◆ **TASKS TO PERFORM**
#1 Please print, word for word, the part of the ice hockey speed training excerpt that begins at the words "The above is" and stops after "importance at all.".
#2 Continue the ice hockey speed training excerpt, starting after its last sentence.

>> start DOCUMENT EXCERPT

Whilst the significance of specifically targeting this component tends to be accepted and addressed to a larger degree across sports such as American Football, Rugby and Soccer, there still exists a substantial amount of uncertainty surrounding this area in the sport of Ice Hockey. More specifically, the relationship between high velocity skating, dry land speed development, and whether consistent targeted speed work can/should be programmed to help support and improve on-ice performance is often heavily debated.
The above is possibly caused by the large array of off-ice options available in many facilities, but more commonly due to a considerable amount of misunderstanding and apprehension associated with the use of high intensity activities such as sprinting and jumping. More often than not the end result is only minimal amounts of training time/resources being allocated to this area, or it simply being ignored and not assigned any importance at all.
Common reservations around the use of off-ice speed work in ice hockey include the fear of athletes injuring themselves in what are often described as ‘non-functional’ tasks, as well as the misguided belief of interfering with work in sports-specific technical areas. These concerns are unfounded if general speed development (including both on- and off-ice work) is appropriately implemented with thoughtful and progressive training program design. Adaptations in this area are also likely to positively support overall hockey development by enabling the athlete to perform at/repeat higher output levels, recover faster from submaximal efforts, as well as simply be a more physically robust and resilient competitor.

>> end DOCUMENT EXCERPT
>> start PROVIDED INFORMATION

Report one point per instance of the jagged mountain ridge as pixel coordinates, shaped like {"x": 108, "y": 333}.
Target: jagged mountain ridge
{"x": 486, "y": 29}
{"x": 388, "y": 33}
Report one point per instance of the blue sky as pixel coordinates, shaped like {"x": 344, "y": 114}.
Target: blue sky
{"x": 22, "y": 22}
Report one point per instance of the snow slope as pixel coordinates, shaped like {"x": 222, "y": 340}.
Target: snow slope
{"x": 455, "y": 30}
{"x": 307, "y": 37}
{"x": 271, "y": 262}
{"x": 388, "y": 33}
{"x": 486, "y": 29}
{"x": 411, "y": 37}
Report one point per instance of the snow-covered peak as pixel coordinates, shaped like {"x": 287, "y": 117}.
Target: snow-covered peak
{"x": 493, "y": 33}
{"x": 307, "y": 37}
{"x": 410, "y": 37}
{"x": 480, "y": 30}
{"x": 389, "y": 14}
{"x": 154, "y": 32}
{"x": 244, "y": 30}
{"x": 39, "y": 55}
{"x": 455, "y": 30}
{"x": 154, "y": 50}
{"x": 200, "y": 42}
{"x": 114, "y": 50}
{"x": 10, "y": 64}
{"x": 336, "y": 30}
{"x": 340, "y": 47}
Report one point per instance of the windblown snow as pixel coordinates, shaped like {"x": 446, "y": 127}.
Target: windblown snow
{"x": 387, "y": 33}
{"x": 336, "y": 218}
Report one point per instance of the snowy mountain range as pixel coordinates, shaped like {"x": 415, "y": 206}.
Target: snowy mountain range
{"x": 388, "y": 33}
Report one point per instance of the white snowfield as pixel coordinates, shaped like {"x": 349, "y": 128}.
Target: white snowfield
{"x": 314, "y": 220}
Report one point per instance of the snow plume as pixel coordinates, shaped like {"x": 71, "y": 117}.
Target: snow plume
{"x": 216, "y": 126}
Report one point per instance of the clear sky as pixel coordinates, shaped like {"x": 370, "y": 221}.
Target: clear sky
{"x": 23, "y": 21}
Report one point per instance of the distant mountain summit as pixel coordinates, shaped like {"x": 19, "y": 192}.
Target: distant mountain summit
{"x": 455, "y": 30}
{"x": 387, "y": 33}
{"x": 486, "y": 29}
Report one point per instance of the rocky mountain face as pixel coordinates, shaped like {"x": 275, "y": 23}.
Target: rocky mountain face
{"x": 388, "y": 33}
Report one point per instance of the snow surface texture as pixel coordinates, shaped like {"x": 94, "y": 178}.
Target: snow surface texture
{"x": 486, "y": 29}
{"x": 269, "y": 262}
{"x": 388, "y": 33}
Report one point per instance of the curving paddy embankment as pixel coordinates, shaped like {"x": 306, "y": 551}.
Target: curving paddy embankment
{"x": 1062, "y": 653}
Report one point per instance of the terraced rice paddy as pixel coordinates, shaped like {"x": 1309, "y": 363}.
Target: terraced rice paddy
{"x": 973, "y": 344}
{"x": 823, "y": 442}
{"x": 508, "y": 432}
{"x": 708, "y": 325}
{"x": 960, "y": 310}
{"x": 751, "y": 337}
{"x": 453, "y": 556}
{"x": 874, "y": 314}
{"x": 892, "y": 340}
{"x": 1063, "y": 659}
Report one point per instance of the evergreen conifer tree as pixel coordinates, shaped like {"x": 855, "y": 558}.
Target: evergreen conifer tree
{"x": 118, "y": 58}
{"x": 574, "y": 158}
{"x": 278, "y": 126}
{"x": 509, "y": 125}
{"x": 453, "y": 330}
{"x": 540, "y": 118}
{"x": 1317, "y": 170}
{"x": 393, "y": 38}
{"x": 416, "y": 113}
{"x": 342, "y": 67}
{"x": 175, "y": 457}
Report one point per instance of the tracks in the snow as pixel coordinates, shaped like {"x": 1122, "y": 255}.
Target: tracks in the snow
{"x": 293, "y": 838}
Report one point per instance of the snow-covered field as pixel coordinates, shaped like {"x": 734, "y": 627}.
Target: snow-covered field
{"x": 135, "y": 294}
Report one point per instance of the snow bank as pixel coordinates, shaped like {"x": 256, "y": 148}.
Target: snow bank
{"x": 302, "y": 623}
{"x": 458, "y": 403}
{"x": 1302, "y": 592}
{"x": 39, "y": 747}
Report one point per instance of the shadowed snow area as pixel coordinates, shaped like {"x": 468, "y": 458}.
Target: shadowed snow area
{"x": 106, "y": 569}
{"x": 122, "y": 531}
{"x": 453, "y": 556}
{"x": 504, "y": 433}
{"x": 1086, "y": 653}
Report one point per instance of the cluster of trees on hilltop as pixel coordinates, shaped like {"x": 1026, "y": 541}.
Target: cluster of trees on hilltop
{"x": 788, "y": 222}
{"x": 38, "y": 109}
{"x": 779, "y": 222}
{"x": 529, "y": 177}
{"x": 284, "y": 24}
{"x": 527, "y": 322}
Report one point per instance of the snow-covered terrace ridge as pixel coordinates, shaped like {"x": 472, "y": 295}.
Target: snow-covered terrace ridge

>> end PROVIDED INFORMATION

◆ **RESPONSES IN ORDER**
#1
The above is possibly caused by the large array of off-ice options available in many facilities, but more commonly due to a considerable amount of misunderstanding and apprehension associated with the use of high intensity activities such as sprinting and jumping. More often than not the end result is only minimal amounts of training time/resources being allocated to this area, or it simply being ignored and not assigned any importance at all.

#2
Ice-skating is a unique movement sequence, and whilst it displays notable differences to sprinting on land, it also shares major relevant similarities, particularly to sprint acceleration (Lafontaine, 2007). Even at maximum velocity skating the postures, joint angles and propulsion strategies are remarkably comparable to this phase, particularly at the hips, knees and ankles.
The general mechanics of skating and the interaction of force transfer between the body/ice surfaces via the skate blade are also comparable in this manner. Similar to early stage sprint acceleration, ice-skating is a primarily concentric-force dominant action and utilizes stretch-shortening strategies during major parts of the movement to help increase output (Farlinger 2007). Specifically, it appears that dorsiflexion pre-load at the ankle during contact with the ice prior to finishing a stride, as well as hip complex pre-loading prior to push-off/extension, are key contributing actions just as in accelerating and jumping on land.
A comparative analysis between the biomechanical profiles of sprinting on the two mediums provides further insight into how off-ice speed development work may transfer to help improve skating performance. In addition, investigating this relationship provides the practitioner with further useful implications for general training design.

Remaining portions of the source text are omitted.